▶ [What you have to do] What you give back should be only the lines from the one holding "If you could spot the smoke" through the final line of the records, each reproduced exactly.

Stored data entries:
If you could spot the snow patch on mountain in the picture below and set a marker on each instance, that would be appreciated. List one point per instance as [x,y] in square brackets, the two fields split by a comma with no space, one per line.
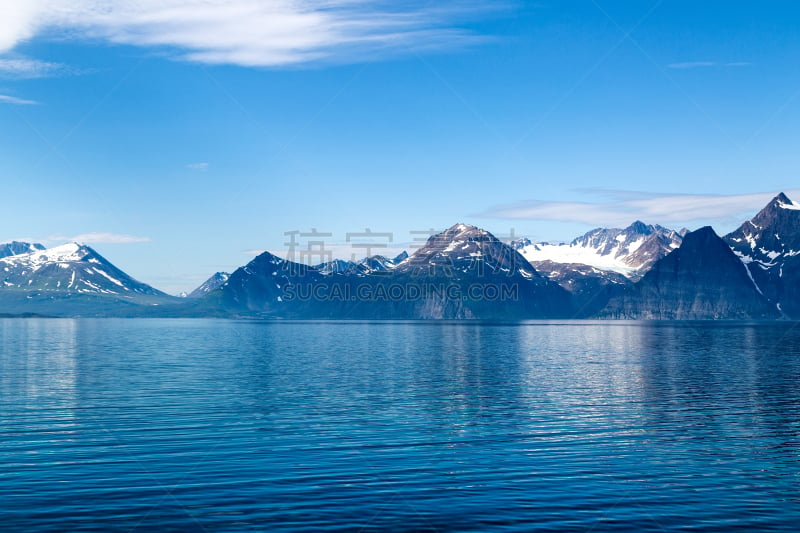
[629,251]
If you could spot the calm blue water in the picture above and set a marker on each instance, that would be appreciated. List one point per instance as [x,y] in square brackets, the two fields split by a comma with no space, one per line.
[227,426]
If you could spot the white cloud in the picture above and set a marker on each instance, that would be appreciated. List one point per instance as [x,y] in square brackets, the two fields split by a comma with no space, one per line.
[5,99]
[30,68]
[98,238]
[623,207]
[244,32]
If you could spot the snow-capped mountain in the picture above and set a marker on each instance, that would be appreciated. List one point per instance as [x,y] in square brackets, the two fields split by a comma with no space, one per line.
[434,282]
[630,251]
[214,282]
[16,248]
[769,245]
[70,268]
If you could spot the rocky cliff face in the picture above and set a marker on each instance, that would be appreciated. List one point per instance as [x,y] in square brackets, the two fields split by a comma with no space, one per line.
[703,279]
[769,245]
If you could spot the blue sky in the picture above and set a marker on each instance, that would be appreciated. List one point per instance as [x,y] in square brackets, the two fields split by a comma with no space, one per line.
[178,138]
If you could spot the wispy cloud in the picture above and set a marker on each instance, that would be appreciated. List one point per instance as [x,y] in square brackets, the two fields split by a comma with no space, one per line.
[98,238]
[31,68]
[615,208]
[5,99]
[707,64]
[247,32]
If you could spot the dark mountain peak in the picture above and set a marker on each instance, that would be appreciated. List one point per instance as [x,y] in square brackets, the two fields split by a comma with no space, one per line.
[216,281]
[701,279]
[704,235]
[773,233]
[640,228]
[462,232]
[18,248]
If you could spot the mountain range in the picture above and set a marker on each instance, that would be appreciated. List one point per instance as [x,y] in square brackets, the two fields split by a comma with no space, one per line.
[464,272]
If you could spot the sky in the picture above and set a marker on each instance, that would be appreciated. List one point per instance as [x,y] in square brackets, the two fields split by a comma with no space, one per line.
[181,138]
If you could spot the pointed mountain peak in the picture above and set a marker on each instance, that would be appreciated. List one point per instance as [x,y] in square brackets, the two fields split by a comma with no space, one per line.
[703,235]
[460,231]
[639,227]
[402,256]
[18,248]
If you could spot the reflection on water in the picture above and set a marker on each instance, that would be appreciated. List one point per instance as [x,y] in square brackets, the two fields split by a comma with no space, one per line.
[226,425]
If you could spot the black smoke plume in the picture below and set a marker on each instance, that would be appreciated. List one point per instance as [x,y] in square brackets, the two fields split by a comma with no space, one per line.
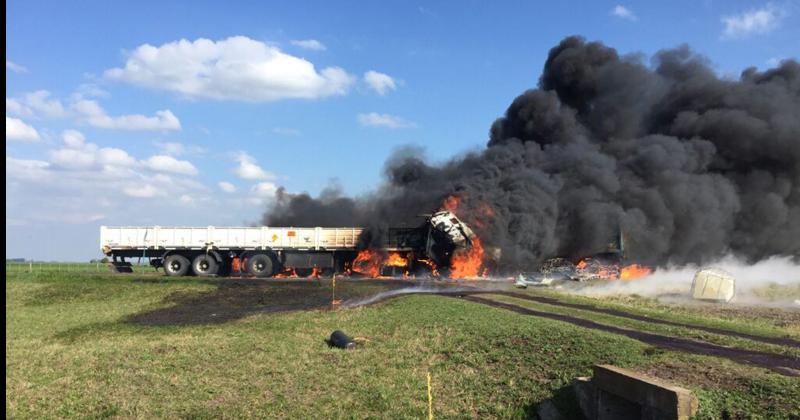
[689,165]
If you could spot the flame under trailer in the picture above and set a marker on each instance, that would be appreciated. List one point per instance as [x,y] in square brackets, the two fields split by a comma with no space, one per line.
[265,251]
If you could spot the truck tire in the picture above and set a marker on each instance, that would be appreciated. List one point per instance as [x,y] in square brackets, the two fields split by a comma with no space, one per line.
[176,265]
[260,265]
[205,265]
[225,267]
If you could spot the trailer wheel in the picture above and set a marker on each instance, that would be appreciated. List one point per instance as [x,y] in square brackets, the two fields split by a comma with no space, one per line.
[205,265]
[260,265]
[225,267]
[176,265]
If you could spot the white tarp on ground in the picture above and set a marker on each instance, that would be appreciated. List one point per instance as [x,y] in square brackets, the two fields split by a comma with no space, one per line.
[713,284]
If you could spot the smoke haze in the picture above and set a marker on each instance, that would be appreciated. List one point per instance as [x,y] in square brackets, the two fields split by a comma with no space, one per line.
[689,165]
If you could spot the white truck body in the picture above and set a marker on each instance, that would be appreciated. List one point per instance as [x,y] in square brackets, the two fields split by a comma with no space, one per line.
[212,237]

▶ [Output for this exercise]
If you could spot the smoke haze in the picture above and set a marker on each instance, that would be appreciated. List one point per instance as [x,y] in square brackets, the two fields split by a comma with no space, one per line.
[689,165]
If you could spot the white truck body in the picture above and set a marker on each instance, that would be appreciated. List one point per instance as [x,y] in square brackets, the two fields split by a comma with no space, one per line.
[212,237]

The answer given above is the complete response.